===== 引用文本

LeetCode算法

34. 在排序数组中查找元素的第一个和最后一个位置

2019-04-01  本文已影响0人  cptn3m0

link

https://www.cnblogs.com/randyniu/p/9350927.html

这里的代码非常简洁, 难得的好代码.

class Solution {
public:
    int left_bound(vector<int>& nums, int target)
    {
        int beg =  0;
        int end = nums.size()-1;
        int mid = 0;
        while(beg <= end)
        {
            mid = beg + (end-beg)/2;
            if(target == nums[mid])
            {
                // 二分查找的关键
                if(mid == 0 || nums[mid-1] < target)
                    return mid;
                end = mid -1;
            }
            else if(target < nums[mid])
            {
                end = mid-1;
            }
            else if(target > nums[mid])
            {
                beg  = mid+1;
            }
        }
        return -1;
    }
    
    int right_bound(vector<int>& nums, int target)

==========

_任务要求:_
(a) 第34题的解题文章如何评价其中引用的代码？
(b) 从最后一行之后接着写第34题的解题文章。
这些材料与第34题的解题文章没有关系。

===== 提取条目

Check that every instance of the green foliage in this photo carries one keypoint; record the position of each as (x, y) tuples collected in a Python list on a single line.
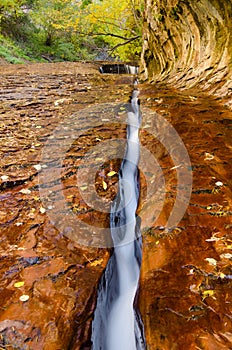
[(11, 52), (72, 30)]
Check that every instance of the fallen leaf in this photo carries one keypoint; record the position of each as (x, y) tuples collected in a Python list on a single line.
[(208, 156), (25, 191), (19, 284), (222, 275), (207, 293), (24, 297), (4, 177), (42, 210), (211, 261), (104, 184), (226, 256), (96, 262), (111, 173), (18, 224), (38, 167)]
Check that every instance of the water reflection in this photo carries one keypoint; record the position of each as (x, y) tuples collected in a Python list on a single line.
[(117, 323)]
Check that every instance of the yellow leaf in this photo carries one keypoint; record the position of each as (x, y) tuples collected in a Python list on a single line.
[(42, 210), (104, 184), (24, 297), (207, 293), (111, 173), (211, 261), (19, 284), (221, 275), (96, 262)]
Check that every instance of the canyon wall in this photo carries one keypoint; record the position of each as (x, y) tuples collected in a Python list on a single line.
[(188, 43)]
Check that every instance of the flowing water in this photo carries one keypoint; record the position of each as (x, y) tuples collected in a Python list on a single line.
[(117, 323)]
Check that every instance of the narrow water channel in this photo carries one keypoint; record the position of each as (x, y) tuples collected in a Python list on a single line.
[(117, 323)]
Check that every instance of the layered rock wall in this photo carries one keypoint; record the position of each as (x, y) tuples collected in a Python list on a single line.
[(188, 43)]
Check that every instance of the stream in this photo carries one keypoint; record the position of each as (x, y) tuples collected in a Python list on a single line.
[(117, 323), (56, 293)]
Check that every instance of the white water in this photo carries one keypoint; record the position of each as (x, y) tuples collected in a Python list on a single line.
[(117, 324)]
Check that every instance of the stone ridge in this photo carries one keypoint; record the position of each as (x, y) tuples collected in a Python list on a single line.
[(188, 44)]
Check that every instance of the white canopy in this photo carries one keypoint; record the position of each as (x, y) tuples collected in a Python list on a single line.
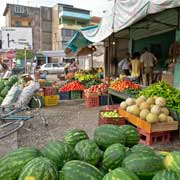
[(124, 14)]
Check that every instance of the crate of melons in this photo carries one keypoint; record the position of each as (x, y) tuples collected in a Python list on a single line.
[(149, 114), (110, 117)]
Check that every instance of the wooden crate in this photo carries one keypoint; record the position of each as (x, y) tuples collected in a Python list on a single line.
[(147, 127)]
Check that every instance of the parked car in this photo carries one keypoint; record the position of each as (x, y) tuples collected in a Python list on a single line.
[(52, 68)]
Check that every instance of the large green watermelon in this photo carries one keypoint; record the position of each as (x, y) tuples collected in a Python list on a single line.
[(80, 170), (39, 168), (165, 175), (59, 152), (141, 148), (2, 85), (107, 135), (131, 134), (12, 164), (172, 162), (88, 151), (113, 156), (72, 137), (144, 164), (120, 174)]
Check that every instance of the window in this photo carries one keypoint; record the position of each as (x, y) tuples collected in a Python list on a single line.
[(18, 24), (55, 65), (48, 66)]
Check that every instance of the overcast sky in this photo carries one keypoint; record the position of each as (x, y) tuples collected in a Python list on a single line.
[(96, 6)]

==========
===== 提取条目

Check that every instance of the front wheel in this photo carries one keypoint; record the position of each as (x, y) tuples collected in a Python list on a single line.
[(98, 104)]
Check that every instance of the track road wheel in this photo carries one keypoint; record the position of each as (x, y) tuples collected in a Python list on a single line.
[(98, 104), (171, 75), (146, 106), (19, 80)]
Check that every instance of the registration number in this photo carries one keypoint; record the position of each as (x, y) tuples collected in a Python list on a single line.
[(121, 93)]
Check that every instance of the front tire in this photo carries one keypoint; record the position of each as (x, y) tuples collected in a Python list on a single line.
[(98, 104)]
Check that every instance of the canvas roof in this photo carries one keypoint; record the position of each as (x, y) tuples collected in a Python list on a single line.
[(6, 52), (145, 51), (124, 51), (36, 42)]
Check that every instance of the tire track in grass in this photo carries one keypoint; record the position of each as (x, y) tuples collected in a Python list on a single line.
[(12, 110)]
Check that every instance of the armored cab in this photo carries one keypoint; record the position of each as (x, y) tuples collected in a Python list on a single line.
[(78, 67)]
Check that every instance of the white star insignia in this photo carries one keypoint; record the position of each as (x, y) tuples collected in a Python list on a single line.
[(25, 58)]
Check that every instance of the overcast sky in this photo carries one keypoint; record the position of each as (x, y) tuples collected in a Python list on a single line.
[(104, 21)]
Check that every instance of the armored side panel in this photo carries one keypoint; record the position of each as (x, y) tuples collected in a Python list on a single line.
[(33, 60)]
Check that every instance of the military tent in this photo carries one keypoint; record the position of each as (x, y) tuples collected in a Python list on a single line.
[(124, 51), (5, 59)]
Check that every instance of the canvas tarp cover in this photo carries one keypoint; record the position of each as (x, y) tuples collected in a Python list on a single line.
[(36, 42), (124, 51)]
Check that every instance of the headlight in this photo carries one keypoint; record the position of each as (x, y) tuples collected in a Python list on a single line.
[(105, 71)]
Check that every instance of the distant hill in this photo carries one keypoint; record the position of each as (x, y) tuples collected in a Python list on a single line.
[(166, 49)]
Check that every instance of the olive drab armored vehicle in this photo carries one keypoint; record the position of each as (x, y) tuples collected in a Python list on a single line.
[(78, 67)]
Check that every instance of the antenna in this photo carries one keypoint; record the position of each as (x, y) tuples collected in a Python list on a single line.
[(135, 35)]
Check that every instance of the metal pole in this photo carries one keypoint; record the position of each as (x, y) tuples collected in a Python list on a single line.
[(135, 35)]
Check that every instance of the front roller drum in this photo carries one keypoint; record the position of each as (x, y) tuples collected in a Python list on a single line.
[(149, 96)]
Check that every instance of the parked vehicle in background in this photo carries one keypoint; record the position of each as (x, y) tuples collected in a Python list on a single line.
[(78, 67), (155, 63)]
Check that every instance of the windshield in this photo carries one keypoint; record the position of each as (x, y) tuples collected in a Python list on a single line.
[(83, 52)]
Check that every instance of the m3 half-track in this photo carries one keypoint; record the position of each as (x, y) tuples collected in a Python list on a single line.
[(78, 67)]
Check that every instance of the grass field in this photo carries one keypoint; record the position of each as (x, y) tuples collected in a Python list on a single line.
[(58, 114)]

==========

_回答:_
(a) 认为这段代码非常简洁，是难得的好代码。

(b)
    {
        int beg =  0;
        int end = nums.size()-1;
        int mid = 0;
        while(beg <= end)
        {
            mid = beg + (end-beg)/2;
            if(target == nums[mid])
            {
                if(mid == nums.size()-1 || nums[mid+1] > target)
                    return mid;
                beg = mid + 1;
            }
            else if(target < nums[mid])
            {
                end = mid-1;
            }
            else if(target > nums[mid])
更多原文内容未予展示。